## PROBLEM DESCRIPTION
In the records below, find the line containing "Expected: the pointer indicates a point on the orange"; give it again exactly, along with every line that follows, and nothing else.

-- start of MATERIAL FOR THIS TASK --

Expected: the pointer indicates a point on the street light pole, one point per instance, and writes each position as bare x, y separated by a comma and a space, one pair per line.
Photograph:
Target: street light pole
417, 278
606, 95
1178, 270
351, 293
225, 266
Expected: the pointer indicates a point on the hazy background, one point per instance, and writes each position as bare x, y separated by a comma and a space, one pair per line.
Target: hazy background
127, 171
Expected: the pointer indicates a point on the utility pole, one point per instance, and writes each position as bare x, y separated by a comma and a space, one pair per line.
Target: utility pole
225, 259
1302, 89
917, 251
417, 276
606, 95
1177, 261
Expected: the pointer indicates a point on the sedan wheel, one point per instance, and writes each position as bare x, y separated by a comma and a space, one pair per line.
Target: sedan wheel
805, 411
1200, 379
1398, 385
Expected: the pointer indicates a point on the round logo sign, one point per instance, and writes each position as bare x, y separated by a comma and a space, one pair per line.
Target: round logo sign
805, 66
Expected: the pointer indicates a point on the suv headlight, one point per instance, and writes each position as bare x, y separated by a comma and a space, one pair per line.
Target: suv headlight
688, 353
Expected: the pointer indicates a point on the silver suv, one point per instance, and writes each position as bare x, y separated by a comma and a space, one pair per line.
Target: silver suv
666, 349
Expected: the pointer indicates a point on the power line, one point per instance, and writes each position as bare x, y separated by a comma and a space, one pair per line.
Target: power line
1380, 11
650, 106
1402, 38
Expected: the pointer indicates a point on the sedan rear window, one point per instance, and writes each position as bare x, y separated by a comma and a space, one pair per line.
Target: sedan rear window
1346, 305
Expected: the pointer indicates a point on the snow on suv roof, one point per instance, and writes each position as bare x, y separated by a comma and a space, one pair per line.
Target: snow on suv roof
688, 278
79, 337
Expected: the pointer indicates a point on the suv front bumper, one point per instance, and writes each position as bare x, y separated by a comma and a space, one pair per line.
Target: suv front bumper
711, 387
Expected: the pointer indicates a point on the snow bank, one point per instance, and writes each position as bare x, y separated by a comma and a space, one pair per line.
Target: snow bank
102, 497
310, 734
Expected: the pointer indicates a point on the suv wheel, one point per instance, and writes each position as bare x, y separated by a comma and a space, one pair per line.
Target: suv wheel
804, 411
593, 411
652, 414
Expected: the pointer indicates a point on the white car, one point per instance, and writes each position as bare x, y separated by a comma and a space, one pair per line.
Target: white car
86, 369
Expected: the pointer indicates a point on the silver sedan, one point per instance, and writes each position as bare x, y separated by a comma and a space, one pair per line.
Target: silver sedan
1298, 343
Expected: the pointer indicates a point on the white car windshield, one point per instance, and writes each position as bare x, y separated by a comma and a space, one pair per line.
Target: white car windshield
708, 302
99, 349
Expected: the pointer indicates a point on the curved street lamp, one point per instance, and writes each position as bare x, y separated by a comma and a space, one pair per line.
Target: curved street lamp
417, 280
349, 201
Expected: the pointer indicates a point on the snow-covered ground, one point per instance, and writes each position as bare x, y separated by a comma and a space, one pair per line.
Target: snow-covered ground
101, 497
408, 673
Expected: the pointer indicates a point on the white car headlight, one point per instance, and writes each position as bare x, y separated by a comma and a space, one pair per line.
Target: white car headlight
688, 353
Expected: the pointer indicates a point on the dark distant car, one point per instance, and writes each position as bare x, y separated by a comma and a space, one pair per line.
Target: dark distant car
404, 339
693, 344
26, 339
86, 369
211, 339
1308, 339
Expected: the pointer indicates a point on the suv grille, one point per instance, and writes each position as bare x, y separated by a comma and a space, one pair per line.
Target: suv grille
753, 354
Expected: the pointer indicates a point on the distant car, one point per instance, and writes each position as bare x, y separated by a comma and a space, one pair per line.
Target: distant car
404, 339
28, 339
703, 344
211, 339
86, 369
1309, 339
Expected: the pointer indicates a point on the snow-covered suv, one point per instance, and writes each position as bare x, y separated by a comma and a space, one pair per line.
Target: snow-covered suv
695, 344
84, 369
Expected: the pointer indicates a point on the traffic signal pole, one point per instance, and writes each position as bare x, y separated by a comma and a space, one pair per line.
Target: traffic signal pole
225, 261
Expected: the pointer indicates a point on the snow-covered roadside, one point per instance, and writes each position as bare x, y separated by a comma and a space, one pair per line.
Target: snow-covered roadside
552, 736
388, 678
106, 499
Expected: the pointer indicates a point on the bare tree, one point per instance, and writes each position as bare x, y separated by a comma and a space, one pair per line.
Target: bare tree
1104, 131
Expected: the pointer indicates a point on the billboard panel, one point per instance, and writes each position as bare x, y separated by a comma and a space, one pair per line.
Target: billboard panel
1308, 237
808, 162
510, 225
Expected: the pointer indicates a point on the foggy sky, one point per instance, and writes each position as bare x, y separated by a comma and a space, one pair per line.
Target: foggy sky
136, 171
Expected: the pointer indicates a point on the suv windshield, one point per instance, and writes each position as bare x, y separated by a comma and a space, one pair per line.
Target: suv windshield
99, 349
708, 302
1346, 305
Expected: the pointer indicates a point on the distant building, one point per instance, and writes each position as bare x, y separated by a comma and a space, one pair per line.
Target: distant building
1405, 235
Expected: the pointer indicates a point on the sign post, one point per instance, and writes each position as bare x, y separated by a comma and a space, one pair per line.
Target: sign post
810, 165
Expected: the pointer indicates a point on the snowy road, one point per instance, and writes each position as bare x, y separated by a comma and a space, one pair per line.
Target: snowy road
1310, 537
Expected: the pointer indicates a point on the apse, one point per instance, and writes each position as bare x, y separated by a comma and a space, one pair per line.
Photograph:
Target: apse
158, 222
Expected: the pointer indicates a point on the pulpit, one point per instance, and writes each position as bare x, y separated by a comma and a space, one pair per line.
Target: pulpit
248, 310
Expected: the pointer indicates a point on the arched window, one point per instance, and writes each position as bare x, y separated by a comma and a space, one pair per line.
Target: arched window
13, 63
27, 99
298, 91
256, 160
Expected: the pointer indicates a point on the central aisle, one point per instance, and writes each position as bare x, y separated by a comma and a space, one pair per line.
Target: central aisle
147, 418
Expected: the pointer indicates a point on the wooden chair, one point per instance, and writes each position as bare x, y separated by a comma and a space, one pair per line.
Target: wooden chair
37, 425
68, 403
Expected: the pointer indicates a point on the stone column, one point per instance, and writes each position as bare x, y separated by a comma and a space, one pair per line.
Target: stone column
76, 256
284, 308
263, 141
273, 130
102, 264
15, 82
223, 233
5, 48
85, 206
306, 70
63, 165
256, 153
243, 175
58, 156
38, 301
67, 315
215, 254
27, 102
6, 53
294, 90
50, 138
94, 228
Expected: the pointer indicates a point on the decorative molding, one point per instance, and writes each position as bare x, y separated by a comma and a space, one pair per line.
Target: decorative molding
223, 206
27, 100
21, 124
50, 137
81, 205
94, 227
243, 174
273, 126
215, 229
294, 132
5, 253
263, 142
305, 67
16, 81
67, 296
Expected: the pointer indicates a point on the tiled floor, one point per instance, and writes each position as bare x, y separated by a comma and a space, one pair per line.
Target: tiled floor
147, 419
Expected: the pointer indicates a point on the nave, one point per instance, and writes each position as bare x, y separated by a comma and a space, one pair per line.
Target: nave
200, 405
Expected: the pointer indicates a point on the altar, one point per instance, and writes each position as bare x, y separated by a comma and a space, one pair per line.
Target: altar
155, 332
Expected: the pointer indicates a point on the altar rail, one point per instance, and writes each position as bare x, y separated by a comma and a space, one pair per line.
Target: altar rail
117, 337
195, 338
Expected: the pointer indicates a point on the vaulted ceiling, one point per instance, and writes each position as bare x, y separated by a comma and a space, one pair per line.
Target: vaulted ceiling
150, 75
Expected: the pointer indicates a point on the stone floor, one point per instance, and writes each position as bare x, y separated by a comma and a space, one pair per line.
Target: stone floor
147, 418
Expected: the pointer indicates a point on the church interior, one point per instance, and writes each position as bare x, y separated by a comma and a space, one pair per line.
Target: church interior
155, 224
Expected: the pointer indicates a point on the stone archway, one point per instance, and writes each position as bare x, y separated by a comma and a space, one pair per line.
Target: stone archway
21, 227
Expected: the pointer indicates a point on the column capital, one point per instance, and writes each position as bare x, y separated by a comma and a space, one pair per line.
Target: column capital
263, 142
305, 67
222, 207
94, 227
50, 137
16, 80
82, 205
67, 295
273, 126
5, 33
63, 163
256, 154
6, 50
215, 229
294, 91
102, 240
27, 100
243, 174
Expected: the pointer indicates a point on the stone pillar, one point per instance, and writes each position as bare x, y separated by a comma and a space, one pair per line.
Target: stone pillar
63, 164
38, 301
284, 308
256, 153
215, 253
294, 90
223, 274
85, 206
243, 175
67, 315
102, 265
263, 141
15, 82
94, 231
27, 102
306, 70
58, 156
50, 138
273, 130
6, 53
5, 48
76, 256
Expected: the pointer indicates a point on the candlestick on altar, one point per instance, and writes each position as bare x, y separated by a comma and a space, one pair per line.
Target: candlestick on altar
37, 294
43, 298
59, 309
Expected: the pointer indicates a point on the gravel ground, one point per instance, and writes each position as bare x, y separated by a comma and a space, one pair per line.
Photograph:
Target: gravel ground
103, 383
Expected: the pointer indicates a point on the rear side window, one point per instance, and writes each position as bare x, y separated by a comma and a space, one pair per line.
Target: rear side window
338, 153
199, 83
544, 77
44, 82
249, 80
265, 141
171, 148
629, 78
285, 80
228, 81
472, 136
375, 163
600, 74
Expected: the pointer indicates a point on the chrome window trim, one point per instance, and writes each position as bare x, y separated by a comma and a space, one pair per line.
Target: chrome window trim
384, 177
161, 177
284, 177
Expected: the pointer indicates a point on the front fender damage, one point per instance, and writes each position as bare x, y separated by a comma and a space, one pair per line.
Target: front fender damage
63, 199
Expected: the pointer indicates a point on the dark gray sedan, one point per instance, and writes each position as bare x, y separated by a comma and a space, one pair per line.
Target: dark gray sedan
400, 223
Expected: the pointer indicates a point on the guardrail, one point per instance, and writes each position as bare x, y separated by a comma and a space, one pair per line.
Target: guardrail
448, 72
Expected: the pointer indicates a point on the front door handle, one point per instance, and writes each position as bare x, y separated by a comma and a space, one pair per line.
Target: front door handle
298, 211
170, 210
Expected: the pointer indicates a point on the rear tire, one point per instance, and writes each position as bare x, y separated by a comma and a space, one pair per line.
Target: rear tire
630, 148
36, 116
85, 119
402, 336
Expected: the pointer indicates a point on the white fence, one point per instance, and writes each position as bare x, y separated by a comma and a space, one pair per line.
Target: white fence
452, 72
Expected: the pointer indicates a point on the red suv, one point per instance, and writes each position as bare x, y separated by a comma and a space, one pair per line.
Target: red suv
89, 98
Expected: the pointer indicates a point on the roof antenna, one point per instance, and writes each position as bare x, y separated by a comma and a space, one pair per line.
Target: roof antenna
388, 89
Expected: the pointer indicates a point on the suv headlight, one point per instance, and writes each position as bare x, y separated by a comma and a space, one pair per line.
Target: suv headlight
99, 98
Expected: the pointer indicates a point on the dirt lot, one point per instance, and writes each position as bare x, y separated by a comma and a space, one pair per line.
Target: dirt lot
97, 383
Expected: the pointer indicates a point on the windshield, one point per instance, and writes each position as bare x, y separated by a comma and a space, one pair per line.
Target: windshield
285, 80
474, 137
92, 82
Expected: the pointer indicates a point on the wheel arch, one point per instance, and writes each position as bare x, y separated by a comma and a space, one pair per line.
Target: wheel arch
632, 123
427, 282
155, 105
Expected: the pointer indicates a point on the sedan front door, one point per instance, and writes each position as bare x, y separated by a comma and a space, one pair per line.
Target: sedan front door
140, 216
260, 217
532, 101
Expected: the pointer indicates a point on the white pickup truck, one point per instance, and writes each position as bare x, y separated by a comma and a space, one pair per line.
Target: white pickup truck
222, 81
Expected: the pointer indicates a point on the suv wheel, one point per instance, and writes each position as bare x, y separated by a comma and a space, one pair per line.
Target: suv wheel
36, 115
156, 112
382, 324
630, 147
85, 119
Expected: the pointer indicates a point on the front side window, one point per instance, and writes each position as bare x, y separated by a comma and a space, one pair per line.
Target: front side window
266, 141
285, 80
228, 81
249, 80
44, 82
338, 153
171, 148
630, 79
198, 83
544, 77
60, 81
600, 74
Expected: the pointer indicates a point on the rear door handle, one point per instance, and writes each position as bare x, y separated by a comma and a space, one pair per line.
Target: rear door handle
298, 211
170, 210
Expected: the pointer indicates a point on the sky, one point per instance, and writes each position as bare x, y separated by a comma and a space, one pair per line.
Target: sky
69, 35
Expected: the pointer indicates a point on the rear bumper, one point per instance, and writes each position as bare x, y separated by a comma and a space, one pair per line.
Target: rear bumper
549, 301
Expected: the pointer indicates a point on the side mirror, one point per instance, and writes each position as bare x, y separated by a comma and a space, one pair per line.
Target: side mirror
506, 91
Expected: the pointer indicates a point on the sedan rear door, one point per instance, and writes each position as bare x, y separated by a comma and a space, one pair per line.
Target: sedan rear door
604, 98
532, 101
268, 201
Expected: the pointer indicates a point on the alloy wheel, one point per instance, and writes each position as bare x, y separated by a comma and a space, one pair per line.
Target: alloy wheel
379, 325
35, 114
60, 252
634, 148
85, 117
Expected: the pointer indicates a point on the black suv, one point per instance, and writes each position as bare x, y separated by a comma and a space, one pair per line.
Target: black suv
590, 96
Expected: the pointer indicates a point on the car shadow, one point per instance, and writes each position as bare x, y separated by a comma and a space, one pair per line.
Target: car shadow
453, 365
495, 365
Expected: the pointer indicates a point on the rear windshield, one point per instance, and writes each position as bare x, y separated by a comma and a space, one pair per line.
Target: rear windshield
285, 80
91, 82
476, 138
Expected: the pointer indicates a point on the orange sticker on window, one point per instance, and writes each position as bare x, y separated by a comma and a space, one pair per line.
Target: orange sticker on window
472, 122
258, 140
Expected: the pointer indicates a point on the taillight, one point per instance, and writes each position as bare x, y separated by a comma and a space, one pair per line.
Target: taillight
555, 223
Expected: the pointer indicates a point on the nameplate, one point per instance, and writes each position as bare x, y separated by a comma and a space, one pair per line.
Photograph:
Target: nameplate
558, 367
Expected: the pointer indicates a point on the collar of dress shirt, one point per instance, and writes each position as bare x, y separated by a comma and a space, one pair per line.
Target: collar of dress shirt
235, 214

-- end of MATERIAL FOR THIS TASK --

## EXERCISE SOLUTION
Expected: the pointer indicates a point on the orange sticker on window, one point per instance, and writes each position as bare x, y separated by a comma and a space, one pair per line.
Target: orange sticker on window
472, 122
258, 140
Expected: the pointer indicates a point on the taillight, one point per instance, and writes each position as bare x, y separated by a comma and a space, one pair per line.
Target: taillight
555, 223
Expected: the pointer indicates a point on the nameplate, one point per instance, and writes each position as bare x, y separated by a comma and a space, one pair per line.
Photograph:
Target: nameplate
558, 367
Expected: the pointer indicates a point on the collar of dress shirt, one point per instance, and writes each position as bare x, y separated by a comma and a space, one pair per line.
Target: collar of dress shirt
235, 214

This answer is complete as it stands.